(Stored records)
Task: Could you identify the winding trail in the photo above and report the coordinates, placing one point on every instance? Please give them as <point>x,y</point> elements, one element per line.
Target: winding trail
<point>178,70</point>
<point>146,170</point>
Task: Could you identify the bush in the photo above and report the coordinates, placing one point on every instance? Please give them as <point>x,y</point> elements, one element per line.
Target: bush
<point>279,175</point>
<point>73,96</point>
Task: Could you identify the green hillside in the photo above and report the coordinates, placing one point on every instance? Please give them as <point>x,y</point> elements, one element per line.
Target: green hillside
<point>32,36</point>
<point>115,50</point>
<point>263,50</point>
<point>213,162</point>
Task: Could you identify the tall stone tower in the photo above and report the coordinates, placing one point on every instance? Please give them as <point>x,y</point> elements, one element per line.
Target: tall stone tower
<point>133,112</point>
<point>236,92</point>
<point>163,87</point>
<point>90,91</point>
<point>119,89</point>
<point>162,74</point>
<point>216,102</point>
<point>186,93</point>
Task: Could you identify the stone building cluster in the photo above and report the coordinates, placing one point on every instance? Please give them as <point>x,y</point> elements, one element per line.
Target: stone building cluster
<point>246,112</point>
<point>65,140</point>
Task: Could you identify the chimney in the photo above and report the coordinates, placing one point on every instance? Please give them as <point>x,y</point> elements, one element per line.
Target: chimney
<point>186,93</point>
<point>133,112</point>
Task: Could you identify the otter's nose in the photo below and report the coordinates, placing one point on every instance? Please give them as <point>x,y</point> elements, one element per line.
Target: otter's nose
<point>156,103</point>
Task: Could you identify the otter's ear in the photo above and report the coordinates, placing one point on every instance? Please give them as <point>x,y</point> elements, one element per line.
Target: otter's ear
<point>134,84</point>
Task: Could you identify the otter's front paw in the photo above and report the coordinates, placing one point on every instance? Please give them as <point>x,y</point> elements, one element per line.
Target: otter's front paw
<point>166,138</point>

WHAT IS NEEDED — Print the entries exactly. Include every one.

SOLUTION FOR THIS EXERCISE —
Task: Could you identify the winding trail in the photo above and report the coordinates, placing one point on every instance? Please give them as <point>x,y</point> elements, one element per line.
Target: winding trail
<point>178,70</point>
<point>146,170</point>
Task: Could you identify the bush in the photo above and report the coordinates, placing one point on every instance? Please give them as <point>x,y</point> elements, one element per line.
Target: bush
<point>279,175</point>
<point>73,96</point>
Task: Could you identify the green hillside in the photo above and report the coordinates, placing one point on every instance? Please give them as <point>x,y</point> elements, one element per line.
Target: green hillside
<point>32,36</point>
<point>115,50</point>
<point>263,50</point>
<point>213,162</point>
Task: Could you identify the tall stone tower in the photo above and report the coordinates, placing one point on every instance? Please give them as <point>x,y</point> elements, one element per line.
Target: tall stone tower
<point>133,112</point>
<point>236,92</point>
<point>163,87</point>
<point>90,91</point>
<point>119,89</point>
<point>162,74</point>
<point>216,102</point>
<point>186,93</point>
Task: Could you identify the stone building cluster in the photo above and report the coordinates, placing one point on every instance? Please give them as <point>x,y</point> elements, one element per line.
Target: stone building cluster
<point>246,112</point>
<point>65,140</point>
Task: Could you identify the chimney in the photo above and report the coordinates, placing one point on every instance? Please give them as <point>x,y</point> elements, one element per line.
Target: chimney
<point>186,93</point>
<point>133,112</point>
Task: Could you identify the otter's nose in the photo below and report the coordinates, placing one point on every instance? Please give them as <point>x,y</point> elements, one element per line.
Target: otter's nose
<point>156,103</point>
Task: Could you identify the otter's ear in the photo above and report the coordinates, placing one point on every instance? Please give them as <point>x,y</point> elements, one element per line.
Target: otter's ear
<point>134,84</point>
Task: Could you identify the otter's front paw in the photo above and report the coordinates, placing one point on every instance? Please give them as <point>x,y</point> elements, one element per line.
Target: otter's front paw
<point>166,138</point>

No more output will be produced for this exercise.